* [Supplied text]
•••••

Greer and Pease will join 5 other trained professionals from District Ten of the Indiana Department of Homeland Security in Indianapolis at 6 pm today and deploy to New York for a 14 day mission in and around the Long island area. They will be joined by Tonda Dixon, EMA Director in Pike County, Stephanie McKinney, EMA Administrative Assistant in Gibson County, Al Perdue, EMA Director in Spencer County, Dallas Scott, EMA Director in Warrick County, and Kent Winkler, Assistant Fire Chief in Princeton Fire Territory.

District Ten is made up of 12 counties: Crawford, Daviess, Dubois, Gibson, Knox, Martin, Pike, Perry, Posey, Spencer, Vanderburgh and Warrick. District Response Task Force Ten Incident Management Team personnel are being activated along with District Response Task Force One from northwestern Indiana which includes Lake County and the State Incident Management Assistance Team to join Incident Management Teams which provide command and control functions.

•••••

* [Given request]
From the text on the District Ten deployment to New York, list each person named as joining Greer and Pease, along with the position and location the text gives for each.

•••••

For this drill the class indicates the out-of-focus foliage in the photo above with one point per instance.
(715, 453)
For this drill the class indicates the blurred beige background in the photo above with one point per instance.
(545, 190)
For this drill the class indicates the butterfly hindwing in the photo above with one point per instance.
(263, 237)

•••••

* [Solution below]
- Tonda Dixon, EMA Director in Pike County
- Stephanie McKinney, EMA Administrative Assistant in Gibson County
- Al Perdue, EMA Director in Spencer County
- Dallas Scott, EMA Director in Warrick County
- Kent Winkler, Assistant Fire Chief in Princeton Fire Territory